# Required work
#1 Please answer these questions from the health-care disaster planning text:
(a) What four kinds of existing infrastructure does the text name as options for ACS selection?
(b) What two forms of reaching staff does the text list as examples?
(c) Which agency provides a decision making tool for handling requests for patient information?
#2 Extend the health-care disaster planning text by writing what comes next after its final sentence.

A best practice in ACS selection is to use existing infrastructure that is already within health-care facilities, such as attached gyms, physical therapy offices, outpatient surgery centers, or cafeterias.

Communication Channels – During a disaster, communications channels become more crucial and more complicated than they are on a typical day. Internally, facilities need to create and communicate notification procedures to leadership and staff. This may include establishing phone trees, call lists, or other forms of reaching staff to report on the status of the facility and the need for staffing. In larger facilities, staff members will need a way to easily communicate with each other that accounts for the possibility of a surge of patients or the possibility of normal communication channels being unavailable. Externally, facilities will need a way to communicate with first responders, other facilities, and other response agencies. (Planning ahead for redundancy in communications will help to prevent any facility from being left without an effective way to communicate.)

Coordinated Response Protocol – Building a coordinated response structure involves health-care facilities not only looking within their own organizations, but also looking outward to integrate into a community-wide response. (Health-care facilities need to be prepared to work with government agencies, first responders, and other health-care providers, depending on the needs created by the disaster.) These entities can interact with health-care facilities during disasters, either as support for the facility, as seekers of support themselves, or as seekers of

information. For instance, if a hospital were to lose power during a hurricane, it would most likely seek external support so it could tend to the issue or so it could relocate thosecurrently in the hospital’s care. However, there could also be instances, such as a large sheltering event, when external entities may be seeking patient information about people residing in a shelter. The U.S. Department of Health and Human Services provides a decision making tool to help facilities navigate requests for patient information, while also avoiding any HIPAA or other regulatory violations. Working with external entities (such as health-care coalitions) during the planning process and sharing response procedures during blue-sky days helps to ensure internal confidence and improve response efficiency as staff members carry out these operations.

# Dataset entries
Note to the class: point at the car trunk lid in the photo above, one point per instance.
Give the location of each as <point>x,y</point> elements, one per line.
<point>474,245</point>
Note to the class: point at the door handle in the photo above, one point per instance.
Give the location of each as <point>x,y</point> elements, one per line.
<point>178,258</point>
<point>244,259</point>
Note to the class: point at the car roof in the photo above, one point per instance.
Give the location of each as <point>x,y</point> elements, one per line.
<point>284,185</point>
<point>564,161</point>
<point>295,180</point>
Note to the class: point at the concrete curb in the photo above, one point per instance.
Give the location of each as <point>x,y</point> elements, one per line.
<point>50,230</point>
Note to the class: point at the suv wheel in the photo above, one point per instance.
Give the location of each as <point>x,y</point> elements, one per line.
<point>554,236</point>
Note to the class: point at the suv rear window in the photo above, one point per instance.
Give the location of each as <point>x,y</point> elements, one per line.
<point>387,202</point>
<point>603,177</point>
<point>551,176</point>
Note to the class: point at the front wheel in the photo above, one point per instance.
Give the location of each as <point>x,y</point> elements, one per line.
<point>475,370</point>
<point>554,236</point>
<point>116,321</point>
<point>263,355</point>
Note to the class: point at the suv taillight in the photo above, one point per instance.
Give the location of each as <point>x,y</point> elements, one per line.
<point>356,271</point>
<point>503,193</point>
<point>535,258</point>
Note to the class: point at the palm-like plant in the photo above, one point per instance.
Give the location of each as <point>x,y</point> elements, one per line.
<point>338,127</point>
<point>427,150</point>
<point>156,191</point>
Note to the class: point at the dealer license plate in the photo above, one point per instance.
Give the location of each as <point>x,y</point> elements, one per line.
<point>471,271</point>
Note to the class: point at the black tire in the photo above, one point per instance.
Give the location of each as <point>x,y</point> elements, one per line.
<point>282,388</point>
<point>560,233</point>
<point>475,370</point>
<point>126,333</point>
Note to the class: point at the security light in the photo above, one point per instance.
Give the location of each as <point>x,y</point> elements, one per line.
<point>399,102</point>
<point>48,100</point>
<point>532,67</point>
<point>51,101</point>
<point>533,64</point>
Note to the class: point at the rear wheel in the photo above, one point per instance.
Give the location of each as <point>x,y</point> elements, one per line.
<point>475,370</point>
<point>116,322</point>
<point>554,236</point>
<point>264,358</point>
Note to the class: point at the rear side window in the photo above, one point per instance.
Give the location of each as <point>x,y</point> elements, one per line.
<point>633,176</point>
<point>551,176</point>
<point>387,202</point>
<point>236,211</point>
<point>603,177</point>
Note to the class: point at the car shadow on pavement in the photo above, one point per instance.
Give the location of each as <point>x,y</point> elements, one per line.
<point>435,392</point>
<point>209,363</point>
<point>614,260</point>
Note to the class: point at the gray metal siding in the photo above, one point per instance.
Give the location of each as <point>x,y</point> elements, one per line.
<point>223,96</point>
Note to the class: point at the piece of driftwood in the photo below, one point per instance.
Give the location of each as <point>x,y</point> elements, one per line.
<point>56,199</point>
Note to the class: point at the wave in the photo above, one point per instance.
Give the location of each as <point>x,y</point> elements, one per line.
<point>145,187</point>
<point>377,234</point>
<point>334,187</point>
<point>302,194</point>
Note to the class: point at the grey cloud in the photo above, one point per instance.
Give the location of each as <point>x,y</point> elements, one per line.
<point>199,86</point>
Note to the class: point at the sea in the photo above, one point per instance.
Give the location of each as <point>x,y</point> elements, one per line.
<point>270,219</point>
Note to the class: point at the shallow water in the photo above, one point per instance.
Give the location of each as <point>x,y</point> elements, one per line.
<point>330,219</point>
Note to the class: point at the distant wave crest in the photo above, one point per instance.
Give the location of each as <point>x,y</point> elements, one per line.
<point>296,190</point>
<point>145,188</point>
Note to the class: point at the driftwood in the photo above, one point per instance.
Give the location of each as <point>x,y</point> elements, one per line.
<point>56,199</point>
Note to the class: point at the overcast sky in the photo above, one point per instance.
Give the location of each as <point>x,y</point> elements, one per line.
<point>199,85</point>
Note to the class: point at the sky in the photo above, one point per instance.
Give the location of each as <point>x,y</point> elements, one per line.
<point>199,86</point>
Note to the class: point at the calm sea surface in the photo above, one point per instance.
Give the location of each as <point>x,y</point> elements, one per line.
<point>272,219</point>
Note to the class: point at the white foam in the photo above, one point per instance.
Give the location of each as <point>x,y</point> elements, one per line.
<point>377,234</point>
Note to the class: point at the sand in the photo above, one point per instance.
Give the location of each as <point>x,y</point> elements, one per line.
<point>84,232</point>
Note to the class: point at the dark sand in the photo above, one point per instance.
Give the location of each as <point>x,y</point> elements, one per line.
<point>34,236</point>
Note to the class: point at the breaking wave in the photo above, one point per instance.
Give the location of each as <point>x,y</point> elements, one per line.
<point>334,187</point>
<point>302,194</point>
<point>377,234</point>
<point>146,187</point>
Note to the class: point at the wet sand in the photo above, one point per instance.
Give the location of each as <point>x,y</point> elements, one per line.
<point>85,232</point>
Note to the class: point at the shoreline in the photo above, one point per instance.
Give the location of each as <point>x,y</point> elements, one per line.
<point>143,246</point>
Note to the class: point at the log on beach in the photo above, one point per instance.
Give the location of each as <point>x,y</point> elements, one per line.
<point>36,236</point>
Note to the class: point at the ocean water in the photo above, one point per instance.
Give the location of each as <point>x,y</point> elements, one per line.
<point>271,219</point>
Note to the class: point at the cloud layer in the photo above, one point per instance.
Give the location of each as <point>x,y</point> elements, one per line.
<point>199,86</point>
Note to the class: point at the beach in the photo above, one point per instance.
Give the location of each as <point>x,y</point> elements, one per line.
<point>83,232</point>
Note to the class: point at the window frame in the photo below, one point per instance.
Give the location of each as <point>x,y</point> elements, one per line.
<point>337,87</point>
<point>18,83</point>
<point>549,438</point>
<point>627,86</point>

# Results of the exercise
#1
(a) Attached gyms, physical therapy offices, outpatient surgery centers, and cafeterias.
(b) Phone trees and call lists.
(c) The U.S. Department of Health and Human Services.

#2
Building a response structure internally involves identifying staff members’ roles and responsibilities, educating staff members on those roles and responsibilities, and practicing to make sure they understand their roles and responsibilities. It involves identifying key staff and leadership to be available during business and non-business hours and establishing whom to call, when to call, and how to call in the event of an emergency.

One of the more challenging situations a health-care facility may face is an unexpected evacuation. If a hospital loses power and generators fail, the hospital is left with no choice but to get patients to a facility that has the resources to care for those patients. This involves planning how to physically move patients and determining where they will be sent. Working with other healthcare facilities before a disaster to establish agreements and procedures for emergency patient acceptance can greatly reduce the challenges presented by this scenario. Some patients may be able to be discharged instead of evacuated, depending on the current status of the situation. Establishing patient discharge procedures for pre- and post-disaster can greatly reduce the strain on resources in the event of an evacuation.


Adopting an all-hazards approach to disaster planning is an essential component of health-care-facility preparedness. Healthcare facilities and their staffs are uniquely positioned in a disaster to be called on to fulfill a response role while continuing to deliver vital services to the existing patient population. Taking the time to assess the facility’s level of preparedness and undertaking the disaster planning process not only leaves the facility better able to respond to a disaster, but ultimately can save money, resources, and most importantly, lives.